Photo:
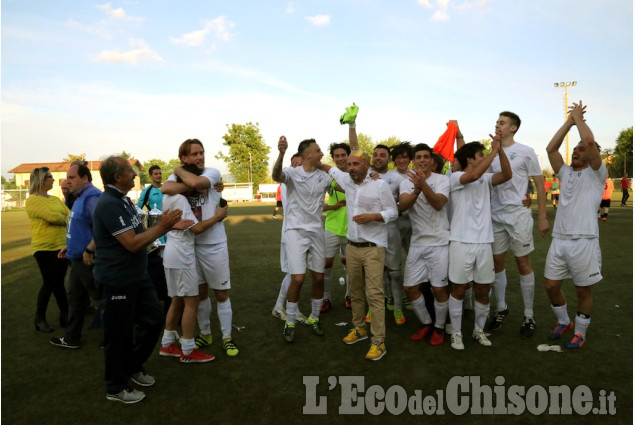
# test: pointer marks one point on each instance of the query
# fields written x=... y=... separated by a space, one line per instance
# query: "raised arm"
x=586 y=136
x=135 y=242
x=460 y=141
x=276 y=173
x=555 y=158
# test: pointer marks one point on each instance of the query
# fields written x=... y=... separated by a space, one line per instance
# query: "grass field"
x=264 y=384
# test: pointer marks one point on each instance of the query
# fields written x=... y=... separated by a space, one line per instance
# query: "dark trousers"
x=53 y=271
x=133 y=321
x=81 y=289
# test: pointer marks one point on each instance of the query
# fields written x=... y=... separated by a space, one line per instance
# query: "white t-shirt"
x=524 y=163
x=429 y=226
x=179 y=248
x=204 y=207
x=305 y=198
x=471 y=210
x=580 y=194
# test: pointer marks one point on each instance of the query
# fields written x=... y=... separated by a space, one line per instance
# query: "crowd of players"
x=455 y=228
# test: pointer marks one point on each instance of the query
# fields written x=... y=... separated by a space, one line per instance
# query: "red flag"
x=445 y=144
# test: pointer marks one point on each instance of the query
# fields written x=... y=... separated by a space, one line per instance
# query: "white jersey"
x=471 y=210
x=580 y=194
x=204 y=207
x=305 y=198
x=394 y=179
x=429 y=226
x=524 y=164
x=179 y=249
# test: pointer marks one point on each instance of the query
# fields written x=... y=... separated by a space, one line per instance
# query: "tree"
x=248 y=153
x=620 y=159
x=71 y=157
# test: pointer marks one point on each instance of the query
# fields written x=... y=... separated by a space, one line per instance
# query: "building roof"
x=64 y=166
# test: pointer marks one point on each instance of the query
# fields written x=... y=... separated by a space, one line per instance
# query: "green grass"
x=263 y=385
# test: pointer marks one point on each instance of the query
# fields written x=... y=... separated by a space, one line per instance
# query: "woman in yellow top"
x=48 y=216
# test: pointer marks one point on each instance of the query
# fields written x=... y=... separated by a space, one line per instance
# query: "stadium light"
x=566 y=85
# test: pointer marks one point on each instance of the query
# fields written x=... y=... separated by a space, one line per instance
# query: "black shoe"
x=497 y=320
x=527 y=328
x=63 y=319
x=60 y=342
x=42 y=326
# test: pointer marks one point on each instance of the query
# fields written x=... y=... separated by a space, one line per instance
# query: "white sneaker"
x=127 y=396
x=279 y=313
x=456 y=342
x=480 y=337
x=302 y=319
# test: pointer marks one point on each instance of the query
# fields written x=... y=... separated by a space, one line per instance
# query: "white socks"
x=455 y=307
x=527 y=284
x=284 y=288
x=225 y=317
x=481 y=311
x=499 y=286
x=316 y=306
x=169 y=338
x=441 y=313
x=202 y=315
x=420 y=310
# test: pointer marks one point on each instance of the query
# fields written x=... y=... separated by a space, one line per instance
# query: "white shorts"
x=578 y=259
x=334 y=244
x=212 y=265
x=471 y=262
x=392 y=260
x=513 y=230
x=427 y=263
x=182 y=282
x=305 y=250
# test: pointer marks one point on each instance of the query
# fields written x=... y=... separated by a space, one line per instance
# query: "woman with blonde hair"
x=48 y=216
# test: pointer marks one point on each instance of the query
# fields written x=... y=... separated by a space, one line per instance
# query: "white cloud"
x=440 y=16
x=319 y=20
x=116 y=13
x=140 y=52
x=91 y=29
x=219 y=26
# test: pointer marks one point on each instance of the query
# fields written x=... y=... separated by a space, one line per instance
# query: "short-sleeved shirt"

* What you should do
Please print the entries exactly as they stand. Images are not part of the copy.

* Solved exercise
Photo:
# test: pointer marks one point on each instance of the query
# fields written x=... y=... separated by a space, one line per instance
# query: "raised arm"
x=586 y=136
x=135 y=242
x=460 y=141
x=276 y=173
x=555 y=158
# test: pointer marks one point on each instance of the query
# fields written x=... y=... separated by a space, one line per instance
# query: "grass field"
x=264 y=384
# test: pointer marks one point on each instance of the query
# fields written x=... y=... separated by a space, one line per instance
# query: "dark trousers"
x=53 y=271
x=133 y=321
x=81 y=289
# test: pointer marks one point on each instance of the query
# fields written x=... y=... separated by a space, one line per instance
# query: "white t-shirt"
x=524 y=163
x=429 y=226
x=179 y=248
x=204 y=207
x=305 y=198
x=471 y=210
x=580 y=194
# test: pointer marks one point on each instance of the query
# fields written x=... y=... separated by a space, one line per instance
# query: "crowd of players"
x=455 y=228
# test: pointer marks one point on each instance of the query
# fields written x=... y=... separated by a space, one line per instance
# query: "red flag"
x=445 y=144
# test: pointer marks one point on each instance of the query
# fields written x=... y=... separated by a space, one line per instance
# query: "white jersey"
x=471 y=210
x=580 y=194
x=204 y=207
x=305 y=198
x=394 y=179
x=429 y=226
x=524 y=164
x=179 y=249
# test: pointer marks one point on each instance of the query
# fields written x=... y=... separated by a space, one line per instance
# query: "tree"
x=248 y=153
x=620 y=159
x=71 y=157
# test: pointer marks one point on each instance of the query
# fields written x=... y=... separated by a space, one line per instance
# query: "building roof"
x=64 y=166
# test: pointer marks one point on each instance of the query
# fields written x=... y=... separated by a space, one line per instance
# query: "green grass"
x=263 y=385
# test: pointer marks one point on each instance of the query
# fields written x=... y=... separated by a space, one line per instance
# query: "woman in yellow top"
x=48 y=216
# test: pointer marks one point on each instance of the query
# fields written x=... y=... separated by a space, one line per instance
# query: "stadium light"
x=566 y=85
# test: pointer marks one point on each instance of the query
# fields written x=... y=... separated by a space, one line per instance
# query: "black shoe"
x=497 y=320
x=527 y=328
x=63 y=319
x=60 y=342
x=42 y=326
# test: pointer marks one point on each instance of the query
# fields written x=... y=... separated by a space, one line per instance
# query: "white sneaker"
x=127 y=396
x=279 y=313
x=456 y=342
x=480 y=337
x=302 y=319
# test: pointer marks one point on each instance of the query
# fields written x=... y=... separated by a space, one line per instance
# query: "white socks"
x=455 y=307
x=527 y=284
x=284 y=288
x=225 y=317
x=481 y=311
x=499 y=286
x=316 y=306
x=169 y=338
x=441 y=313
x=202 y=315
x=420 y=310
# test: pointer marks one point on each instance of the query
# fields written x=... y=... separated by a space, one line per instance
# query: "white shorts"
x=578 y=259
x=334 y=244
x=212 y=265
x=471 y=262
x=392 y=260
x=513 y=230
x=427 y=263
x=182 y=282
x=305 y=250
# test: pointer marks one point on each instance of the query
# fields written x=... y=... separated by a space, one line per instance
# query: "woman with blonde hair"
x=48 y=216
# test: pointer marks one point on each instance of the query
# fields written x=... y=... separated by a space, one line per instance
# query: "white cloud"
x=440 y=16
x=319 y=20
x=116 y=13
x=140 y=52
x=91 y=29
x=219 y=26
# test: pointer marks one point on each instance of the query
# fields written x=... y=... separated by a space, one line per instance
# query: "short-sleeved shirt"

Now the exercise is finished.